-- begin --

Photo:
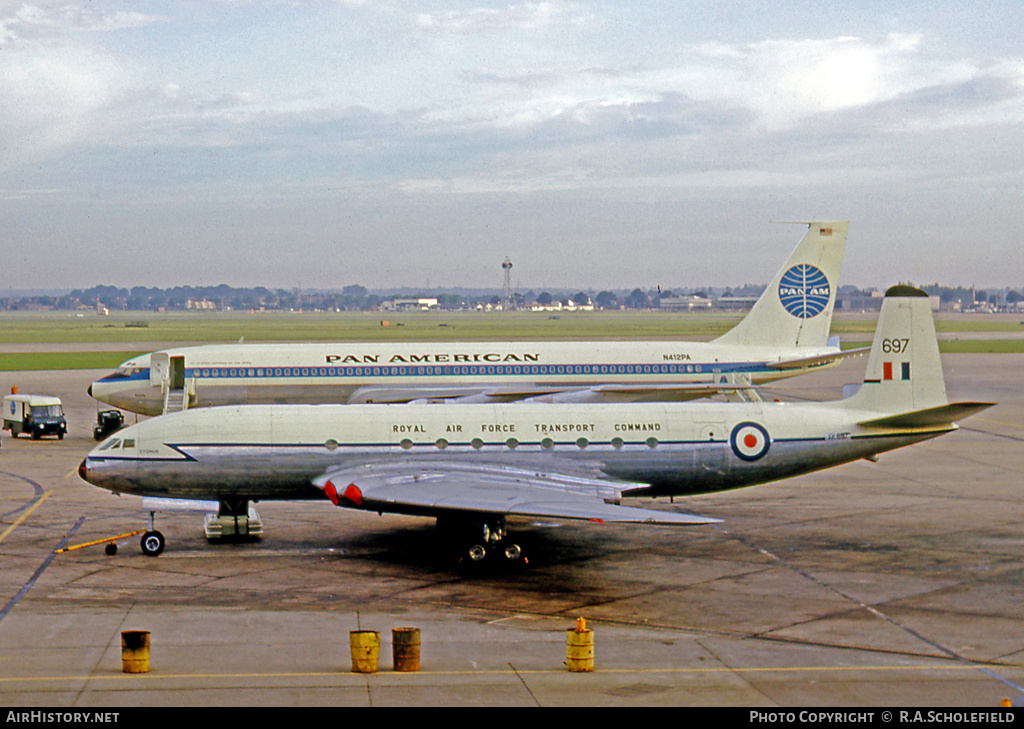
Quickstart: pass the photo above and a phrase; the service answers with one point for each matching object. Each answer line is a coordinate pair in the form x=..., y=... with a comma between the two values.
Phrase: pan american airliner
x=472, y=466
x=784, y=334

-- end --

◆ **Aim**
Could you output every line above as a numbered list, leaving out blank lines and keeping the picture out of your answer?

◆ **Task result**
1. Photo:
2. Quickstart: pass the photo above and a phrase; the service answers with one point for each matching object. Each answer line is a coordinate pair in the form x=..., y=... with a comma between the two values.
3. Phrase: pan american airliner
4. x=472, y=466
5. x=784, y=334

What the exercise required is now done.